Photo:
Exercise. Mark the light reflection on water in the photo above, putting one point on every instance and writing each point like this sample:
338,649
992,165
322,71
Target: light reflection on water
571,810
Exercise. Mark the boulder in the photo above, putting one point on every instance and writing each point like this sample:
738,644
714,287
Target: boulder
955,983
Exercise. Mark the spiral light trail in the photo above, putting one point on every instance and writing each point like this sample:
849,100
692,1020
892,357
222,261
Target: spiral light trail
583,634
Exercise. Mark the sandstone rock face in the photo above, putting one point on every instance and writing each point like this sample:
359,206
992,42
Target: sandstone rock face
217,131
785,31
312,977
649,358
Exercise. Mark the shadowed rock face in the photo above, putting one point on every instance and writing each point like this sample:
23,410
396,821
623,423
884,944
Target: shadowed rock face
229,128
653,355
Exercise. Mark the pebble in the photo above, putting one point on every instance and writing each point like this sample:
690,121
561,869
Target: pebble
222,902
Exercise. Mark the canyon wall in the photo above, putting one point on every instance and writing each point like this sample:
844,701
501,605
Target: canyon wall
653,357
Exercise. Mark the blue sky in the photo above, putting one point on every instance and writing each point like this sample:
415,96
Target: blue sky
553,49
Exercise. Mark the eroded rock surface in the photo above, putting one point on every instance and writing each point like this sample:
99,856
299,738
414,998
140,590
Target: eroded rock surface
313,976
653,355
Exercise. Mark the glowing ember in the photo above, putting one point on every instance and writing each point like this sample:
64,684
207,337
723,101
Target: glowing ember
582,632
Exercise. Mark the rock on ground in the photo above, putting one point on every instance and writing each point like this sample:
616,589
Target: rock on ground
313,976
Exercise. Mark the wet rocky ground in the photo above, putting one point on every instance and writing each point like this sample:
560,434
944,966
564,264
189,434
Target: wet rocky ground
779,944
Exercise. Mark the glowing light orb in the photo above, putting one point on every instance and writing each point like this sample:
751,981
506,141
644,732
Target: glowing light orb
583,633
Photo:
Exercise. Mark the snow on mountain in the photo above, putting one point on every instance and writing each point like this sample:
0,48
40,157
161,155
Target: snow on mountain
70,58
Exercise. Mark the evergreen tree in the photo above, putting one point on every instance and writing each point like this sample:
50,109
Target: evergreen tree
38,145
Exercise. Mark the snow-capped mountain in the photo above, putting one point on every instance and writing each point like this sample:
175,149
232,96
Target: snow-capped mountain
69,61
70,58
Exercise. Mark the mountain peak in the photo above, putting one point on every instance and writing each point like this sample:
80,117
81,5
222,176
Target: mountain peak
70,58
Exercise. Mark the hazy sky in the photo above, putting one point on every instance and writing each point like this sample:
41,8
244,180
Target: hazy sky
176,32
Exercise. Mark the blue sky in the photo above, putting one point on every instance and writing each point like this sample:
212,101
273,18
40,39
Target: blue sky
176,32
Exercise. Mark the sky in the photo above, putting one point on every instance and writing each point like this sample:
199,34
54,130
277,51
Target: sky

--- Set problem ---
Print the entire listing above once more, reproducing every line verbatim and without alteration.

--- Correct response ---
Photo:
Exercise. Mark the light reflection on water in the photo above, putting one point on every instance and writing each point like this sample:
338,649
992,165
322,71
Target: light reflection on water
571,810
Exercise. Mark the boulder in the photo above, putting one point on every instance and writing each point like this sample:
738,644
714,287
Target: boulder
955,983
Exercise. Mark the spiral light trail in the photo above, putting one point on every instance and writing each point like this sample:
849,100
692,1020
892,357
222,261
Target: spiral light trail
583,634
Exercise. Mark the sandstone rock face in the photo above, putting one point on every instance and writing each point like this sample:
359,206
992,42
Target: sandstone rock face
217,131
785,31
312,977
649,358
Exercise. Mark the shadowed rock face in the photo above, putting one point on every instance and writing each point like this sample:
23,410
396,821
623,423
884,944
Target: shadowed rock face
229,128
653,355
Exercise. Mark the pebble in the photo above, putting one point on every instance and writing each point like this sample:
690,121
561,869
Target: pebble
222,902
Exercise. Mark the canyon wall in the photo above, putting one point on every instance and writing each point like this sample:
844,701
501,605
Target: canyon wall
653,357
Exercise. Mark the blue sky in the photo above, putting one point on every instance and writing each point like this sample:
415,96
Target: blue sky
553,49
Exercise. Mark the eroded rock surface in the photo above, putting one point on every instance and writing each point like this sample:
99,856
299,738
414,998
140,590
Target: eroded rock surface
313,976
653,355
Exercise. Mark the glowing ember in the photo above, putting one point on every instance and writing each point like this sample:
64,684
207,337
723,101
Target: glowing ember
582,632
Exercise. Mark the rock on ground in the photo above, putting one point on every instance and writing each point like this sample:
616,589
Target: rock on ground
313,976
Exercise. Mark the wet rocky ground in the photo above, putting one point on every instance and writing each point like this sample:
560,434
944,966
564,264
189,434
Target: wet rocky ground
779,944
Exercise. Mark the glowing light orb in the photo above, putting one point on every instance and writing each point like this sample:
751,981
506,141
644,732
Target: glowing light orb
583,633
Photo:
Exercise. Mark the snow on mountain in the photo above, putting one point on every instance and writing each point like this sample:
0,48
40,157
161,155
Target: snow on mountain
70,58
Exercise. Mark the evergreen tree in the photo above, putting one point on every instance and writing each point like this sample:
50,109
Target: evergreen tree
38,145
Exercise. Mark the snow-capped mountain in the photo above, putting one point on every instance and writing each point like this sample:
175,149
232,96
Target: snow-capped mountain
69,61
70,58
Exercise. Mark the mountain peak in the photo above, putting one point on every instance and writing each point like this sample:
80,117
81,5
222,176
Target: mountain peak
70,58
Exercise. Mark the hazy sky in the photo above, putting one point on every instance and writing each point like this sample:
41,8
244,180
Target: hazy sky
176,32
Exercise. Mark the blue sky in the photo above, putting one point on every instance and writing each point like this sample:
212,101
273,18
40,39
Target: blue sky
176,32
Exercise. Mark the sky in the photo above, putting one point on every instance and writing each point like this sample:
199,34
54,130
277,51
Target: sky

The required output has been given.